Where a picture appears, skip it; print everything else in the records exactly as it stands.

━━━━━━━━━━

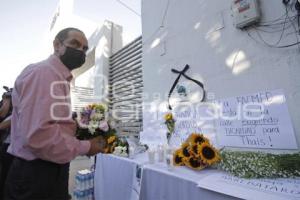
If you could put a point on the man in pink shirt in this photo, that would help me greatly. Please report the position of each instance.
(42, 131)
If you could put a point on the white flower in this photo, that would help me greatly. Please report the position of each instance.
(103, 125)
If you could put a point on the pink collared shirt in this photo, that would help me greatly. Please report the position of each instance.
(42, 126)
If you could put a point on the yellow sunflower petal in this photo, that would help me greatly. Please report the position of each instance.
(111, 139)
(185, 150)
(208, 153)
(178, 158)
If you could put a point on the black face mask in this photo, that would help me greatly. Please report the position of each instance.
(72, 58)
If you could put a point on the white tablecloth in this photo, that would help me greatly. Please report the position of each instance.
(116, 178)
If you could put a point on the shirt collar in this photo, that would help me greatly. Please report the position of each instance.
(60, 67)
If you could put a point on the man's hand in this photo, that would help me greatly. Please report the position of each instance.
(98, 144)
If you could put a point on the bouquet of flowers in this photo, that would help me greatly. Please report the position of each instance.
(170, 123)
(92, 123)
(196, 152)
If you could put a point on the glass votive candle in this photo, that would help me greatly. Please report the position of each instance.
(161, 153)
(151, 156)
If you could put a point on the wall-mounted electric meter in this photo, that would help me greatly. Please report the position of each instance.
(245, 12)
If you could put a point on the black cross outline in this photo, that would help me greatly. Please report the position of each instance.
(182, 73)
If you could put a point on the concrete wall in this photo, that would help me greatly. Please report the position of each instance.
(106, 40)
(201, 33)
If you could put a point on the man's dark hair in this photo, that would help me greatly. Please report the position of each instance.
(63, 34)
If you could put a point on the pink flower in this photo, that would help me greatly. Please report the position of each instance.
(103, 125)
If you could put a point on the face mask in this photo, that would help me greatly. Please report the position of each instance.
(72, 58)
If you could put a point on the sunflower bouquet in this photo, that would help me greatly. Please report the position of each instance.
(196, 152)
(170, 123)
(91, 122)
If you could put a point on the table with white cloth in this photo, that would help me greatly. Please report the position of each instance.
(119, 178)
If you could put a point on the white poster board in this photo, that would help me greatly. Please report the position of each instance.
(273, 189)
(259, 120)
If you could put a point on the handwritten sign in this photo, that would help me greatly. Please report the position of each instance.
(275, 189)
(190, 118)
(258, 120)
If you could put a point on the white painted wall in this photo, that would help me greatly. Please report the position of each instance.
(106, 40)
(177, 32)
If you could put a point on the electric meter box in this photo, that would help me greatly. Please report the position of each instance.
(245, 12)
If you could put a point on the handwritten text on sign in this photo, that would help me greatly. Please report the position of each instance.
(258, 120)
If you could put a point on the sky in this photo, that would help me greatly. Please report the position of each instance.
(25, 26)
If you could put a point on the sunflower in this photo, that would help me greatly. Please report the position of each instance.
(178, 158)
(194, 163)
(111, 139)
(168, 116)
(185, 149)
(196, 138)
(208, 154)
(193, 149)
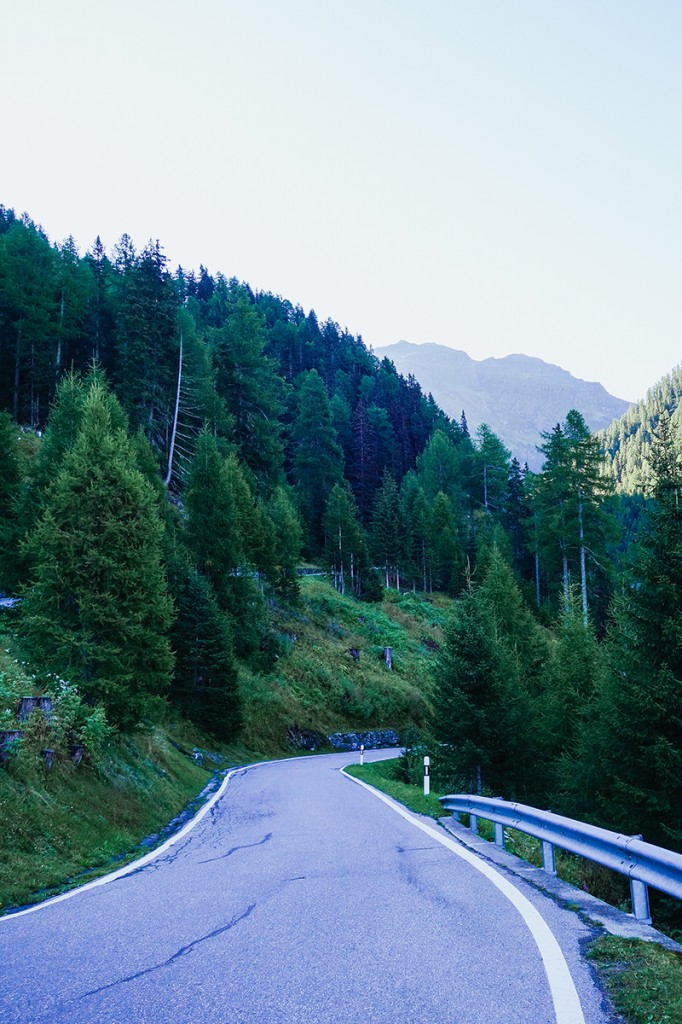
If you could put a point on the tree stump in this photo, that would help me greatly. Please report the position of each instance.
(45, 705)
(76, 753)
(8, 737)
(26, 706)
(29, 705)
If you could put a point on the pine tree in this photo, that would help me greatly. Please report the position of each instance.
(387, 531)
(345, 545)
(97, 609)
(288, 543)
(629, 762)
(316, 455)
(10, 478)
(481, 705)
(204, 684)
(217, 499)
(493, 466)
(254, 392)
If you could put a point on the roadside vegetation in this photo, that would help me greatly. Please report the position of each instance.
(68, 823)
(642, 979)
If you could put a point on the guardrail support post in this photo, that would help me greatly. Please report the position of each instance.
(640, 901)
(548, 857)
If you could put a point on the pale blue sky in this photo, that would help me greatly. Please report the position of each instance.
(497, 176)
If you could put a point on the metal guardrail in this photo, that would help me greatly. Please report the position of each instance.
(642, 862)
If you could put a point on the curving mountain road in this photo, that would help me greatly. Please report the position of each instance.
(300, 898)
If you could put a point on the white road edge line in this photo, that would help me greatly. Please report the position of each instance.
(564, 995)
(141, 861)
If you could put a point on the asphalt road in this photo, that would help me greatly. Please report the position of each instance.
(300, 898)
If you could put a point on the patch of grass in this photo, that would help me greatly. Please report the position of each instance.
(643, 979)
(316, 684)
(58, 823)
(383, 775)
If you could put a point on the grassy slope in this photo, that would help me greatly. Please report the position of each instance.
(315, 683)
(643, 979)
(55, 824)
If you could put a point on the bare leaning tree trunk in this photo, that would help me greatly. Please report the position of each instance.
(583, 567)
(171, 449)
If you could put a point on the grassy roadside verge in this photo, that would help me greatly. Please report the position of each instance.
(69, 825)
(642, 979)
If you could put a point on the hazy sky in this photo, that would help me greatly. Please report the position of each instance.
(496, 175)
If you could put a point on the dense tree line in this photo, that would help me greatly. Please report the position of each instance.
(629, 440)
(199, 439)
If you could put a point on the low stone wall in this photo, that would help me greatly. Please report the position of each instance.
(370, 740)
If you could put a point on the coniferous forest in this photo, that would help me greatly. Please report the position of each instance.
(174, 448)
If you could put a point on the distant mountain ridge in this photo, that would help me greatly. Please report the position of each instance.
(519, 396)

━━━━━━━━━━

- The answer:
If you could put a point on the man in pink shirt in this photo, that would help me greatly. Please report the position of each instance.
(42, 131)
If you could put a point on the white flower in this photo, that would help me greatly. Please report the position of each instance.
(103, 125)
If you could put a point on the pink collared shirt in this photo, that would help me greatly. Please report the position of each instance.
(42, 126)
If you could put a point on the yellow sunflower petal in this photo, that would help me greatly. Please report the position of each instance.
(111, 139)
(185, 150)
(208, 153)
(178, 158)
If you could put a point on the black face mask in this photo, that would help me greatly. Please report the position of each instance.
(72, 58)
If you could put a point on the white tablecloth in this photo, that would help me greatly. Please report the position of each instance.
(116, 178)
If you could put a point on the shirt collar in this photo, that would help me greatly. Please report the position of each instance.
(60, 67)
If you could put a point on the man's hand in this photo, that would help me greatly. Please report the position of each instance.
(98, 144)
If you could put a point on the bouquet of flowers in this photo, that would help me greatly. Please report the position of each instance.
(170, 123)
(92, 123)
(196, 152)
If you could put a point on the glass votive candle in this photo, that would help me greatly. Please report the position of each instance.
(161, 153)
(151, 156)
If you could put a point on the wall-mounted electric meter in this photo, that would help me greatly. Please report the position of each instance.
(245, 12)
If you could put a point on the black cross outline in this photo, that would help me greatly. Please report the position of each instance.
(182, 73)
If you could put a point on the concrete wall in this photo, that would help me greatly. Please report the position of each instance.
(106, 40)
(201, 33)
If you could put a point on the man's dark hair in this photo, that would help me greatly. Please report the position of each instance.
(63, 34)
If you could put a point on the pink flower in this photo, that would help me greatly. Please report the position of each instance.
(103, 125)
If you could put a point on the face mask in this photo, that would help me greatly. Please report the position of each instance.
(72, 58)
If you could put a point on the sunflower bouquet in this photo, that would help me greatly. Please report the position of each instance.
(196, 152)
(170, 123)
(91, 122)
If you could put a point on the table with white cloth in this photo, that would help me greatly. Please report the position of each instance.
(119, 178)
If you could put a point on the white poster board in this photo, that would help me greatly. Please report the position of each instance.
(273, 189)
(259, 120)
If you could put a point on the handwritten sign in this photo, that would help me greatly. Please report the position of each instance.
(275, 189)
(190, 118)
(258, 120)
If you could put a point on the white painted wall in this photo, that would help me greatly. Please report the position of each instance.
(106, 40)
(177, 32)
If you could put a point on the electric meter box in this photo, that would help me greatly. Please report the position of each instance.
(245, 12)
If you could put a point on the handwritten text on sign in this photo, that would help me greatly. Please report the position of each instance.
(258, 120)
If you could put a point on the sky in this photo, that would help me greatly. Please report the position of each instance.
(25, 26)
If you could put a point on the sunflower in this photo, that would help me greatly. Please report the position of each instance.
(178, 158)
(194, 163)
(111, 139)
(168, 116)
(185, 149)
(196, 138)
(208, 154)
(193, 149)
If you could put a point on the tree stump in this photo, that would help me greatly. Please report the position of each instance.
(45, 705)
(76, 753)
(8, 737)
(26, 706)
(29, 705)
If you could put a point on the pine tree in this photo, that would help me greatly. Please report the position of each instance.
(387, 531)
(345, 545)
(97, 609)
(288, 543)
(629, 762)
(316, 455)
(10, 478)
(481, 705)
(204, 684)
(217, 499)
(493, 466)
(254, 392)
If you could put a point on the roadside vegetation in this photo, that would help me greatly. Please report the position of each instance.
(68, 823)
(642, 979)
If you could put a point on the guardrail support post in this photo, that would help me greatly. Please report the position of each instance.
(640, 901)
(548, 857)
If you could put a point on the pale blue sky in this photo, that would help me greatly. Please report the position of each instance.
(497, 176)
If you could put a point on the metal guardrail in this photo, that would help me greatly. Please report the position of each instance.
(642, 862)
If you could put a point on the curving mountain road in this photo, that would help me greatly. Please report the position of each instance.
(300, 898)
If you could put a point on the white road edge line in this photo, that would help me greatly. Please report the position of each instance.
(564, 995)
(141, 861)
If you could put a point on the asphalt road in this photo, that would help me greatly. Please report the position of each instance.
(300, 898)
If you could put a point on the patch of grass in this photo, that would help me greatly. Please report the position of each instance.
(643, 979)
(316, 684)
(58, 823)
(383, 775)
If you could put a point on the grassy slope in this photo, that would help me greatly. Please report the position of each instance.
(315, 683)
(643, 979)
(55, 824)
If you could put a point on the bare leaning tree trunk in this photo, that would help me greatly. Please report the position of each instance.
(583, 567)
(171, 449)
If you could put a point on the grassy roadside verge in this photo, that would help me greatly. Please report the position of each instance.
(69, 825)
(642, 979)
If you could put a point on the hazy sky in this photo, that would help me greatly. Please report the position of each instance.
(496, 175)
If you could put a point on the dense tree line in this photo, that would help me greatly. Please report the position of each instance.
(629, 440)
(199, 439)
If you could put a point on the low stone wall in this photo, that would help me greatly. Please report the position of each instance.
(370, 740)
If you could put a point on the coniferous forest in this photo, that would help me greatly. Please report the position of each instance.
(174, 448)
If you could put a point on the distant mountain ridge in this photo, that would help me greatly. Please report the position of each instance.
(519, 396)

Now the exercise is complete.